▶ [Exercise task]
Retype the blog entry on jealousy among indie authors, found below, word for word, starting with "And well we" and going on through "time to time.".

▶ [Document extract]
= = = = =
WARNING: Pointless blog entry. Do I even need to say that anymore?
A little bit of truth telling: I can like you, and still be jealous of your success.
I have to remind myself of that sometimes, because I’m known to get a little envious. Success itself, of course, is something of a misnomer, because different people define it in diferent ways. For some, success
is writing a book that wins perfect reviews. For others, it’s writing a book that wins prestigious (and perhaps not so prestigious) awards. For yet others, it’s all about the sales. And for some, it’s a matter of all three. It depends on your goals, your notion of success, and how fragile your ego is. (And writers, by and large, are a lot famously known for their fragile egos, and/or their pathetic self-esteem. Count me in that latter group.)
Indie authors support one another. We offer peer reviews, we offer ourselves as beta readers, we vote for each other’s books, we applaud when someone writes 3,000 words in one sitting and publishes their eighth book. We give praise to other writers when they win awards, when they get a 5 star review, and when they break the top 1,000 in Kindle sales.
And well we should. It’s how we build community: by offering support, because at some point we’re going to expect some in return. We purchase other Indie books, somehow expecting that favor to be reciprocated. We offer words of encouragement, in part because we really care (we’re all human, after all, and I’ve developed many true friendships with other members of the online Indie author community), and in part because we want those words to be there the next time that we need them, because, face it, we all need it from time to time.
I believe in community, in helping others, and in building a support base that is useful both to myself and others. I see nothing wrong with admitting that. It’s like the notion of helping others selflessly. Do we ever, really help other selflessly? I mean really? No. Helping others likely gives us some sense of personal satisfaction, either from knowing that we are a good and selfless person or that somebody will be better off because of something we did to help them. We may not be asking for a reward or even for recognition, but we’re still, ultimately, getting something out of it. So, then, are we really acting selflessly?
= = = = =
▶ [Provided material]
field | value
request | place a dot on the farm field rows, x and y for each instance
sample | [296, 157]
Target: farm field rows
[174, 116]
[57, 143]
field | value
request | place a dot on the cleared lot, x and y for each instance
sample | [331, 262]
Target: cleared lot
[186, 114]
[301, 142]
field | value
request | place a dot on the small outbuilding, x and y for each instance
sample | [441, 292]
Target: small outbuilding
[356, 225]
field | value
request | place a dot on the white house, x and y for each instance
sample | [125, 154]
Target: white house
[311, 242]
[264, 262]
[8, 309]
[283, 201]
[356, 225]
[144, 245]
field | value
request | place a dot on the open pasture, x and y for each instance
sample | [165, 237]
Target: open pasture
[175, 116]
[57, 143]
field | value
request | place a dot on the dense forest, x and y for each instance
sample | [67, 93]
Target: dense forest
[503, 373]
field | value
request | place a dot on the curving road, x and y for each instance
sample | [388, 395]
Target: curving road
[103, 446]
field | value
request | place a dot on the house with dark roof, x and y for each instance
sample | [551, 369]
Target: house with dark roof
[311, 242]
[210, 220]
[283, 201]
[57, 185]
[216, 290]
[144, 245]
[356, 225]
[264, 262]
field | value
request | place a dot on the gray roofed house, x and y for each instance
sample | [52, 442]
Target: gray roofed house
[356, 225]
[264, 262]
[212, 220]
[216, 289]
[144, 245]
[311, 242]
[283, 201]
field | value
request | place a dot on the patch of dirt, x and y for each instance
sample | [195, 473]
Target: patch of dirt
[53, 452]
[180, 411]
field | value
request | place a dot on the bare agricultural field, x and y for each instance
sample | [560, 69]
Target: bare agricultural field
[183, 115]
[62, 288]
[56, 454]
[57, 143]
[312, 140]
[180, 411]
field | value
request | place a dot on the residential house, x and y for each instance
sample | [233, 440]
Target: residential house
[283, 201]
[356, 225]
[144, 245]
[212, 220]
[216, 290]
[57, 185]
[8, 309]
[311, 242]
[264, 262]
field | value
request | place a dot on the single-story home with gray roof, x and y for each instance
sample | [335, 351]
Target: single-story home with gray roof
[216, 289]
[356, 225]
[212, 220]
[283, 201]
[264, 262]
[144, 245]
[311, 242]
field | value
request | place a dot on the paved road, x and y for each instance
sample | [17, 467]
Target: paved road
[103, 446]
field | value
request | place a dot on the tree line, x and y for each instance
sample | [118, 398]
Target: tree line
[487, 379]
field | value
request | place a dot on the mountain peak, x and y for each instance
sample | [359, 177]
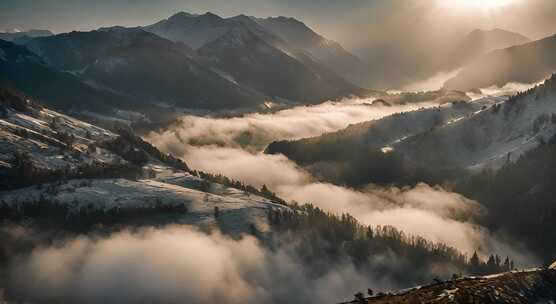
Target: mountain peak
[497, 33]
[211, 15]
[182, 14]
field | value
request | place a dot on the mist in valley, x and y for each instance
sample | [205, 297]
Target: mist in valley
[234, 147]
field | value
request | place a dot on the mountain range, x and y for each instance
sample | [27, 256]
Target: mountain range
[526, 63]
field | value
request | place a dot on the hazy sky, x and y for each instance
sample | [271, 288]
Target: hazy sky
[336, 19]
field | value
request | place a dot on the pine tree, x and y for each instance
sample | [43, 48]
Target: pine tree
[507, 266]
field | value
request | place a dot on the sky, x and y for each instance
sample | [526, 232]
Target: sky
[336, 19]
[400, 40]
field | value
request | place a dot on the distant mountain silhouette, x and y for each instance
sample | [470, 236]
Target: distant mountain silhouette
[527, 63]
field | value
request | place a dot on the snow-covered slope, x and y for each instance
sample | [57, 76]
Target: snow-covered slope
[491, 137]
[50, 160]
[377, 134]
[527, 286]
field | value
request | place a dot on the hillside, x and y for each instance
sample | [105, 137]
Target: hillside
[22, 36]
[527, 63]
[371, 144]
[528, 286]
[480, 42]
[143, 67]
[331, 53]
[63, 172]
[23, 70]
[254, 57]
[409, 148]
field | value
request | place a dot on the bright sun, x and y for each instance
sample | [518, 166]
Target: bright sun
[476, 4]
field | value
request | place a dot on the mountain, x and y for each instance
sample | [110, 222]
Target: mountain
[19, 36]
[480, 42]
[191, 29]
[520, 287]
[65, 173]
[25, 71]
[144, 67]
[255, 57]
[253, 62]
[329, 52]
[528, 63]
[369, 157]
[393, 61]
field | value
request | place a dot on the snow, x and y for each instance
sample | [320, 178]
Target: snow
[489, 137]
[35, 133]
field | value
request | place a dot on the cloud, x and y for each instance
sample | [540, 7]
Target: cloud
[507, 89]
[175, 264]
[255, 131]
[221, 146]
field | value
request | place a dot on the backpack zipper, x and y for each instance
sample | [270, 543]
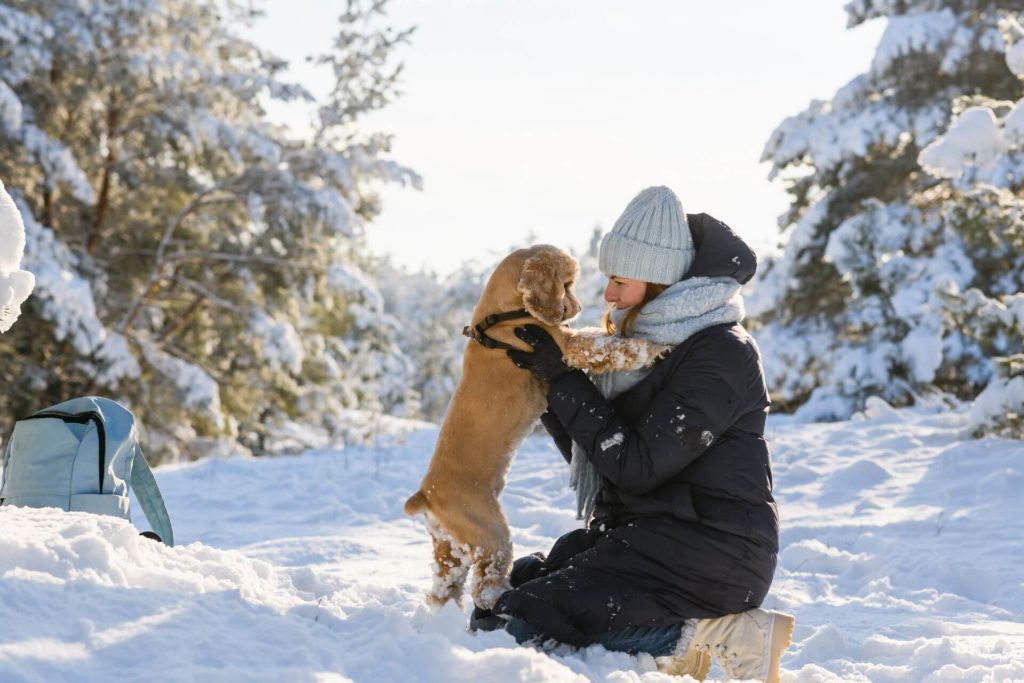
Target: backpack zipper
[82, 418]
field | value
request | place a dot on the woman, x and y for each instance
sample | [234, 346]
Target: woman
[670, 465]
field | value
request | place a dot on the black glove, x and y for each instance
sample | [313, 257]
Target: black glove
[546, 360]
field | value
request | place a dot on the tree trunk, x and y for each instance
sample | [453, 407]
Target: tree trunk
[103, 200]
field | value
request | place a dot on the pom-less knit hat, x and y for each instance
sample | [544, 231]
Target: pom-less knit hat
[650, 241]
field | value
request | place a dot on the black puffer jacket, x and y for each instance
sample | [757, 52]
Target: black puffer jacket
[685, 524]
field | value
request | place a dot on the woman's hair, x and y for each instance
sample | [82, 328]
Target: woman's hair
[630, 318]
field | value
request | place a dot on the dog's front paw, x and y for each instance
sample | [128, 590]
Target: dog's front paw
[606, 353]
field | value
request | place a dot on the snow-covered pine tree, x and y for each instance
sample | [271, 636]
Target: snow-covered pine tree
[192, 258]
[982, 158]
[862, 299]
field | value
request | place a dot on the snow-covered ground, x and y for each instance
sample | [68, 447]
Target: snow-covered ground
[901, 558]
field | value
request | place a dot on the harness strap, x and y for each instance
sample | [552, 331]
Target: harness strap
[479, 334]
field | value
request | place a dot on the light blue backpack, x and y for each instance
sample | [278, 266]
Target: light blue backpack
[82, 455]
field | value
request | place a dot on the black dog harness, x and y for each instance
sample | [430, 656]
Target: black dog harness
[479, 332]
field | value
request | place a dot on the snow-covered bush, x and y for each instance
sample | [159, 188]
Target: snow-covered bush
[185, 249]
[897, 215]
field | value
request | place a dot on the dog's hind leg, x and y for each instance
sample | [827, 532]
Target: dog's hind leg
[451, 570]
[491, 565]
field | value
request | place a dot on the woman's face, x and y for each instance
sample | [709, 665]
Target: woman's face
[625, 292]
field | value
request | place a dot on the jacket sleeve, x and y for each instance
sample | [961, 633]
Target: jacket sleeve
[700, 399]
[558, 433]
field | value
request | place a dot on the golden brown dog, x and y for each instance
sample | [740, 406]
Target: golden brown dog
[493, 410]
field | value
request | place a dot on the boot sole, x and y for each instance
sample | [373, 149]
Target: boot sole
[781, 636]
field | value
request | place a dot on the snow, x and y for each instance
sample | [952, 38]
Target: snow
[900, 558]
[15, 284]
[975, 138]
[1015, 57]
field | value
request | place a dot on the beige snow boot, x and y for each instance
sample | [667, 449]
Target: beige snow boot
[692, 663]
[748, 645]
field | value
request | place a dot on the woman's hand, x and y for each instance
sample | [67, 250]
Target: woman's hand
[546, 360]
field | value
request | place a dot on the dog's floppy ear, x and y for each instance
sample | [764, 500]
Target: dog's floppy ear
[542, 288]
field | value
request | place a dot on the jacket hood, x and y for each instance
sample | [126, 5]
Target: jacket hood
[720, 252]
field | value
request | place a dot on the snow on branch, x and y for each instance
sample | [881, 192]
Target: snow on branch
[15, 285]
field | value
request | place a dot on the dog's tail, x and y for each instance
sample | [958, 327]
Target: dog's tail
[416, 504]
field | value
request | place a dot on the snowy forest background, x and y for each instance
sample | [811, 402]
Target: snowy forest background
[208, 267]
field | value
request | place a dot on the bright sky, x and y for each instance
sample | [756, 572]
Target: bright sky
[541, 119]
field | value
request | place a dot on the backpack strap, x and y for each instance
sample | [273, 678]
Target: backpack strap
[147, 494]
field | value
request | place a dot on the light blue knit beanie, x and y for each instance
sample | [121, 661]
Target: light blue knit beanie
[651, 241]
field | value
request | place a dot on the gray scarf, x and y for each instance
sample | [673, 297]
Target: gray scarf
[671, 317]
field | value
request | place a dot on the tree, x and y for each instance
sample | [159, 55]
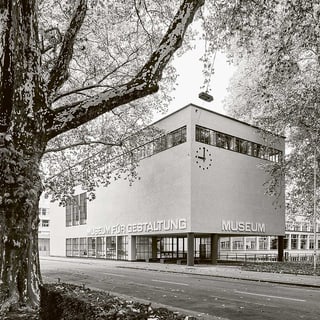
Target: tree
[277, 86]
[56, 75]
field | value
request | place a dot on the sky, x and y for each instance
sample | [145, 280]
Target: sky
[191, 80]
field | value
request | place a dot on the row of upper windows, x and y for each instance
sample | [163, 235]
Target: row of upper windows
[162, 143]
[76, 210]
[226, 141]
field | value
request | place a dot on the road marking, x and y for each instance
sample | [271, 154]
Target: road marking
[267, 296]
[178, 283]
[114, 274]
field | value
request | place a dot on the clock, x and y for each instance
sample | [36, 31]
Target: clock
[203, 158]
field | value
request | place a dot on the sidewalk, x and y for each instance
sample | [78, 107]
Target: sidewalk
[223, 271]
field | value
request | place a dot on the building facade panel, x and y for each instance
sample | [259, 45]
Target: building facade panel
[191, 189]
[232, 182]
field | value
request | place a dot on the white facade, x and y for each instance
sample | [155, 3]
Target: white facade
[209, 183]
[44, 227]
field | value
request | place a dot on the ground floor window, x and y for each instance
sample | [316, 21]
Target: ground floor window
[122, 249]
[202, 248]
[98, 247]
[111, 253]
[144, 247]
[44, 246]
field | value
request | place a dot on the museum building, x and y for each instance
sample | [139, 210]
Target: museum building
[202, 179]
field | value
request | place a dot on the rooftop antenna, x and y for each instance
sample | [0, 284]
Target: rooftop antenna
[208, 67]
[205, 95]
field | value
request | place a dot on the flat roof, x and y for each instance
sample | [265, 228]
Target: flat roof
[218, 114]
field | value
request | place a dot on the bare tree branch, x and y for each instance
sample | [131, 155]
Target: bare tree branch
[59, 72]
[82, 143]
[143, 84]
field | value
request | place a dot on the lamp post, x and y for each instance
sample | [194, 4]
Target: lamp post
[315, 211]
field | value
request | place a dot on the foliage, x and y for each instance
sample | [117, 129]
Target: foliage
[303, 268]
[277, 84]
[107, 53]
[74, 77]
[66, 301]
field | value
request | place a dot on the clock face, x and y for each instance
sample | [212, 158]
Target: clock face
[203, 158]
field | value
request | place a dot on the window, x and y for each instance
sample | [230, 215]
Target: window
[83, 208]
[43, 211]
[263, 243]
[68, 248]
[303, 241]
[75, 247]
[228, 142]
[91, 247]
[162, 143]
[144, 247]
[202, 248]
[76, 210]
[122, 248]
[294, 241]
[111, 248]
[45, 223]
[83, 247]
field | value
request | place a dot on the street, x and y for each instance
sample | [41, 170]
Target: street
[223, 297]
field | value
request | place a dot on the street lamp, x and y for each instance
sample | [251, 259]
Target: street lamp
[315, 211]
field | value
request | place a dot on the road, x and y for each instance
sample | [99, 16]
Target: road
[226, 298]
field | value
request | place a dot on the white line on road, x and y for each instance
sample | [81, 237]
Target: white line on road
[114, 274]
[267, 296]
[178, 283]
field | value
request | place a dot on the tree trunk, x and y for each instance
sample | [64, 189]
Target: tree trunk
[22, 143]
[19, 218]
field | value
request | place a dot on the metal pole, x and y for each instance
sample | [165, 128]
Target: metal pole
[315, 211]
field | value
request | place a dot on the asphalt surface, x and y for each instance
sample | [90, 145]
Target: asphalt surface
[205, 291]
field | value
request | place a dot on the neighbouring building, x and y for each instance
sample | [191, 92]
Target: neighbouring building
[298, 244]
[200, 181]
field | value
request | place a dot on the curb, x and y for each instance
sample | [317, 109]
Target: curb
[228, 277]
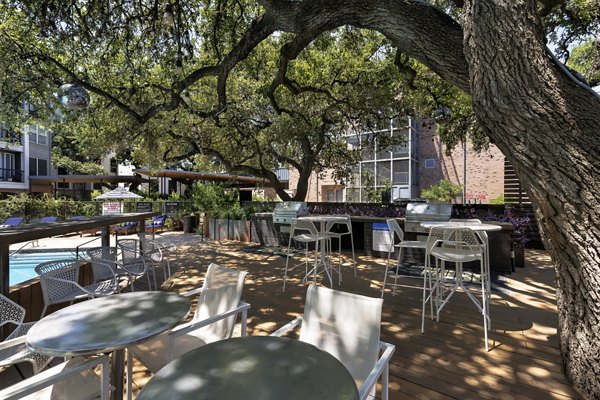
= = = = =
▶ [Result for this task]
And well we should. It’s how we build community: by offering support, because at some point we’re going to expect some in return. We purchase other Indie books, somehow expecting that favor to be reciprocated. We offer words of encouragement, in part because we really care (we’re all human, after all, and I’ve developed many true friendships with other members of the online Indie author community), and in part because we want those words to be there the next time that we need them, because, face it, we all need it from time to time.